In his account, one of the “most astonishing” features of the Senate vote was Ross’ “sudden and unexpected desertion” of his Republican colleagues. As Clemenceau wrote: “The very day before the vote, Mr. Ross, the senator from Kansas, answered a [Republican] senator who questioned him: ‘Do not worry, I shall be voting on the right side tomorrow.’” As a relatively dispassionate but intensely engaged observer, Clemenceau made it plain that, given his express guarantee to vote to convict the president, Ross’ sudden about-face could not have been motivated by a quixotic repudiation of his long-held Republican principles; it could only be explained by a last-minute sell-out for personal gain.
But for the dirty dealing, the 56 Senators sitting as jurors in 1868 would have convicted Johnson of abuse of executive power despite his lawyer’s claim that such a move was unconstitutional. Once we turn to the two specific charges made against Johnson in the decisive article of impeachment, it becomes even plainer that Dershowitz’s reliance on the precedent of 1868 is misconceived.
Begin with the first of the two charges against Johnson. It asserted that he had “attempted to prevent” the enforcement of a congressional resolution ordering him to allow Edwin Stanton to retain his position as secretary of the Army. The key word here is “attempted.” In fact, Johnson tried, but failed, to discharge Stanton; Stanton refused to obey the president’s order, insisting that he would instead follow the instructions issued from Congress. A similar “attempt” is at the core of the first article of impeachment against Trump. According to witnesses testifying in the House, Trump has made, and continues to make, attempts to coerce Ukraine into an investigation into former Vice President Joe Biden and his son Hunter.

* DATA SUPPLIED
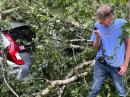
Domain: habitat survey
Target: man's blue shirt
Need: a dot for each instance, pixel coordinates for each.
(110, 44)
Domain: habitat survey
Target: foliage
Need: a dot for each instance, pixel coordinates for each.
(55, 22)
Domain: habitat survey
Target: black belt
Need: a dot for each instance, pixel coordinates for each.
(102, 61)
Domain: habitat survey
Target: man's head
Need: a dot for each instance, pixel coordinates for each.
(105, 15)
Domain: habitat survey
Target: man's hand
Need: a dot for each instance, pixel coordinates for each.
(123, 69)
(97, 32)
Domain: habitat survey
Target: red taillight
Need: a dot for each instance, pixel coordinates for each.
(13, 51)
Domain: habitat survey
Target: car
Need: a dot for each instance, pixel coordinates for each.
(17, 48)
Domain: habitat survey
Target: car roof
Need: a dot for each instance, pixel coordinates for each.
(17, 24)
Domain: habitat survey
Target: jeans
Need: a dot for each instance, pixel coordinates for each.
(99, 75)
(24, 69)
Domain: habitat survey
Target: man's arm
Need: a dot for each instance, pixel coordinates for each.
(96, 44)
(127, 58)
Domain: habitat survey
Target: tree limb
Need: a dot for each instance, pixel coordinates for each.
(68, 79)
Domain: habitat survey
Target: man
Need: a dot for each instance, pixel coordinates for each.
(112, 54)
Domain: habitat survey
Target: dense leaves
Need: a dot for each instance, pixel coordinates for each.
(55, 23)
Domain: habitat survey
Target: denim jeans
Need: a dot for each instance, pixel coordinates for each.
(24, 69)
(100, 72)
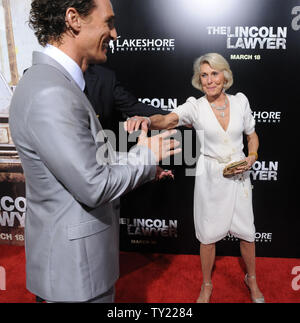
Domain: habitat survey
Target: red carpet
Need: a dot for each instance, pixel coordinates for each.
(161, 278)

* * *

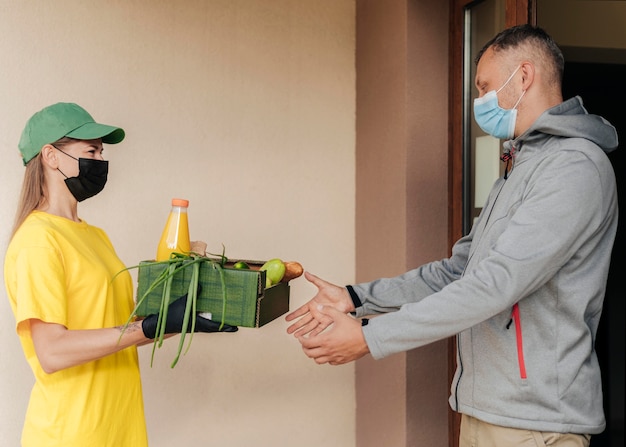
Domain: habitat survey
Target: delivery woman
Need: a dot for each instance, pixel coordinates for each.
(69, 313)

* DIRECTIVE A
Translate this sentence from the text on the Johnson impeachment into Spanish: "Begin with the first of the two charges against Johnson."
* DIRECTIVE B
Resume the text on the Johnson impeachment after its last sentence and keep it going.
The records have no part in any of this.

* TASK RESULT A
Comencemos por el primero de los dos cargos contra Johnson.

* TASK RESULT B
In contrast with Johnson, the articles of impeachment against Trump contend that he actually succeeded in his “attempt” in presidential self-aggrandizement. It is premature to make a final judgment on the matter; this will require hearing further evidence from both sides. Nevertheless, the fact that Johnson might well have been convicted of a failed “attempt” if there had not been corruption provides compelling support for the claim that Trump’s potentially successful “abuse of power,” even if not a crime, is an adequate ground for conviction.
The second charge advanced against Johnson reinforces this point. It attacked him for “unlawfully devising and contriving” to frustrate the implementation of the appropriations act passed by Congress “for the support of the army for the fiscal year ending June 30, 1868.” Similarly, the current House is condemning Trump for preventing “the release of $391 million of United States taxpayer funds that Congress had appropriated,” allegedly in order to coerce Ukraine into an aggressive investigation of a likely opponent in the 2020 election.
Once again, this charge against Trump is even more serious than the one advanced in 1868. While Johnson tried to use congressional appropriations as a weapon in his struggle for control of the army, he did not succeed. In 2020, however, the House already possesses a great deal of credible evidence that Trump succeeded in abusing his fundamental duty to “take care that the laws be faithfully executed.” A failed attempt led to the near removal of Johnson, but Trump seems to have done more than merely make an “attempt.” It is once again imperative for the Senate to hear additional evidence before coming to a decision about whether he succeeded.
Dershowitz has utterly failed in his all-out assault on the broad consensus that presidents can be removed for “abuse of power” even if they have not engaged in blatant violations of the law. The case of abuse against Trump is far stronger than anything that could well have led to Johnson’s conviction in 1868. This means the Senate will soon be facing a moment of truth. If a majority of senators votes to hear witnesses from both sides, they will establish that, regardless of the outcome of the trial, the systematic abuse of power by presidents is impeachable at least in principle, even if their conduct isn’t blatantly illegal. If, however, Majority Leader Mitch McConnell manages to convince 51 senators that the House articles don’t deserve a fair trial, future presidents—of both parties—will predictably use the Senate’s decision as a precedent licensing their own forms of Trumpian abuse.
In casting their ballots, serious Republicans should not allow themselves to be blinded by Dershowitz’s advocacy to the gravity of the decision before them. If they follow McConnell, they will betray the fundamental principle of checks-and-balances that has served as the very foundation of our constitutional republic since the founding.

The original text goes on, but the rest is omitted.